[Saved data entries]
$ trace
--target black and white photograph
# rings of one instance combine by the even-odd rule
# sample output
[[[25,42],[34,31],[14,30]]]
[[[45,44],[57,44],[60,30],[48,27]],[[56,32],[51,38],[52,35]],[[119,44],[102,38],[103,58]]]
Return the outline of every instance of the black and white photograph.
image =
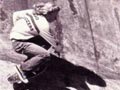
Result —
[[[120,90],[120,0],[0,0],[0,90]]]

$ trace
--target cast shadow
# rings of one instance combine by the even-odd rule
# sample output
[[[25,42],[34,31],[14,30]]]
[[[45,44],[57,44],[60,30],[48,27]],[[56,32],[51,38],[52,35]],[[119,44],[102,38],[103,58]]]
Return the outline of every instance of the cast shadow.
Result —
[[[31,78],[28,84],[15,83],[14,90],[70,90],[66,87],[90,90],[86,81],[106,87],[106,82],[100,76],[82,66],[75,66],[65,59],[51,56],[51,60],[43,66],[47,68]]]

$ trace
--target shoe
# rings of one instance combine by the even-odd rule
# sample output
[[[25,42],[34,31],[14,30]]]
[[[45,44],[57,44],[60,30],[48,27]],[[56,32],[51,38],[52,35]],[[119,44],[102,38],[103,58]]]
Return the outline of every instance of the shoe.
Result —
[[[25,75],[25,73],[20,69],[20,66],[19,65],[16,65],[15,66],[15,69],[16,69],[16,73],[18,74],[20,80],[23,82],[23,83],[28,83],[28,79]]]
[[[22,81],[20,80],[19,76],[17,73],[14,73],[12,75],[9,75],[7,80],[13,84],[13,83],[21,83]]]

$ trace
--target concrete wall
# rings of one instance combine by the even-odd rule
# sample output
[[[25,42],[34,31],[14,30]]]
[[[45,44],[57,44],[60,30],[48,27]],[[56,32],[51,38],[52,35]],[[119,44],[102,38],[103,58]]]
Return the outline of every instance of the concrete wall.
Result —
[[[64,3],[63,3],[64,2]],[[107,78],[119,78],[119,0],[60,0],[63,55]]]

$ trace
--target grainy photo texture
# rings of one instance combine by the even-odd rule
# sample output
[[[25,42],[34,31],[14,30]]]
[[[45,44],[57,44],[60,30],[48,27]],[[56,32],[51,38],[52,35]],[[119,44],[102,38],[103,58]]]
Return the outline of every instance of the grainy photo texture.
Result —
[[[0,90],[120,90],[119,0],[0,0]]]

◆ **What is expected**
The records above are to be retyped exactly, with every picture left out.

◆ **Output of the task**
$ trace
--target black and white photograph
# rings of one instance combine by the even-odd rule
# sample output
[[[25,42],[34,31],[14,30]]]
[[[45,44],[57,44],[60,30],[48,27]],[[56,32],[51,38],[52,35]],[[119,44],[102,38],[103,58]]]
Return the outline of every instance of the black and white photograph.
image =
Result —
[[[120,90],[120,0],[0,0],[0,90]]]

$ trace
--target cast shadow
# rings of one instance combine by the even-odd rule
# sample output
[[[25,42],[34,31],[14,30]]]
[[[45,44],[57,44],[60,30],[48,27]],[[56,32],[51,38],[52,35]],[[119,44],[102,38],[103,58]]]
Return the outline of every instance of the cast shadow.
Result —
[[[31,78],[28,84],[15,83],[14,90],[70,90],[66,87],[90,90],[86,81],[106,87],[106,82],[100,76],[82,66],[75,66],[65,59],[51,56],[51,60],[43,66],[47,68]]]

$ trace
--target shoe
# rings of one instance combine by the even-odd rule
# sample output
[[[25,42],[34,31],[14,30]]]
[[[45,44],[57,44],[60,30],[48,27]],[[56,32],[51,38],[52,35]],[[119,44],[102,38],[103,58]]]
Return the outline of every instance of the shoe.
Result —
[[[25,75],[25,73],[20,69],[20,66],[19,65],[16,65],[15,66],[15,69],[16,69],[16,73],[18,74],[20,80],[23,82],[23,83],[28,83],[28,79]]]
[[[22,81],[20,80],[19,76],[17,73],[14,73],[12,75],[9,75],[7,80],[13,84],[13,83],[21,83]]]

$ trace
--target concrete wall
# rings of one instance combine by the even-odd rule
# sample output
[[[25,42],[34,31],[14,30]]]
[[[45,44],[57,44],[60,30],[48,27]],[[56,32],[51,38],[52,35]],[[119,44],[102,38],[103,58]]]
Return the outline of every instance of the concrete wall.
Result —
[[[64,3],[63,3],[64,2]],[[107,78],[119,78],[119,0],[60,0],[63,55]]]

$ trace
--target grainy photo texture
# rings of one instance combine by the even-odd rule
# sample output
[[[25,42],[34,31],[14,30]]]
[[[45,44],[57,44],[60,30],[48,27]],[[56,32],[51,38],[52,35]],[[119,44],[102,38],[103,58]]]
Return the outline of every instance of the grainy photo texture.
Result —
[[[0,90],[120,90],[119,0],[0,0]]]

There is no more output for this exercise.